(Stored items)

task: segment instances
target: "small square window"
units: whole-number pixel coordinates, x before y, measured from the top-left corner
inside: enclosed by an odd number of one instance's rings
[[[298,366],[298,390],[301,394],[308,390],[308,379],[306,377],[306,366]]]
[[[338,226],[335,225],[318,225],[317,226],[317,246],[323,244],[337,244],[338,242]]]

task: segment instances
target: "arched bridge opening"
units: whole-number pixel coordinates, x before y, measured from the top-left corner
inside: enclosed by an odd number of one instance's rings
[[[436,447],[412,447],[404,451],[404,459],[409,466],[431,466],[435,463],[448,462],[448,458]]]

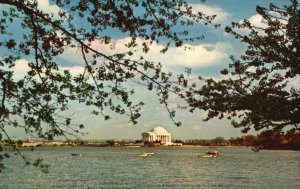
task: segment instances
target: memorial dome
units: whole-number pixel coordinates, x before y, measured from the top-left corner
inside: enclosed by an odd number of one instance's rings
[[[169,132],[163,127],[154,127],[150,132],[155,133],[156,135],[168,135]]]

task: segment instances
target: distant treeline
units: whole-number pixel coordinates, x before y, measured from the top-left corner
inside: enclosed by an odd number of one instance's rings
[[[217,137],[215,139],[203,140],[175,140],[175,142],[184,145],[201,146],[252,146],[258,149],[289,149],[300,150],[300,133],[282,133],[276,131],[265,131],[257,136],[245,135],[242,137],[224,139]]]

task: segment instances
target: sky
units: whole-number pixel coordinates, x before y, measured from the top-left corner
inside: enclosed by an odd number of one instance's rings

**What is expected:**
Set down the records precisely as they appear. Any picture stays out.

**Response to the exercise:**
task: segment instances
target: "small square window"
units: whole-number pixel coordinates, x before y, measured from the top-left corner
inside: enclosed by an odd number of one instance's rings
[[[298,366],[298,390],[301,394],[308,390],[308,379],[306,377],[306,366]]]
[[[338,226],[335,225],[318,225],[317,226],[317,246],[323,244],[337,244],[338,242]]]

task: segment instances
target: "arched bridge opening"
units: whole-number pixel coordinates, x before y, measured from the top-left corner
inside: enclosed by an odd number of one instance's rings
[[[436,447],[412,447],[404,451],[404,459],[409,466],[431,466],[435,463],[448,462],[448,458]]]

task: segment instances
target: memorial dome
units: whole-number pixel coordinates, x before y, measured from the top-left corner
inside: enclosed by an odd number of one instance's rings
[[[169,132],[163,127],[154,127],[150,132],[155,133],[156,135],[168,135]]]

task: segment instances
target: distant treeline
units: whole-number pixel coordinates, x before y, measured from the top-left corner
inside: enclosed by an odd number of one instance's rings
[[[217,137],[215,139],[203,140],[175,140],[175,142],[184,145],[201,146],[252,146],[258,149],[289,149],[300,150],[300,133],[282,133],[276,131],[265,131],[257,136],[245,135],[242,137],[224,139]]]

task: segment instances
target: sky
units: whole-number pixel coordinates, x before y, measured from the top-left corner
inside: enclosed by an odd number of one instance's rings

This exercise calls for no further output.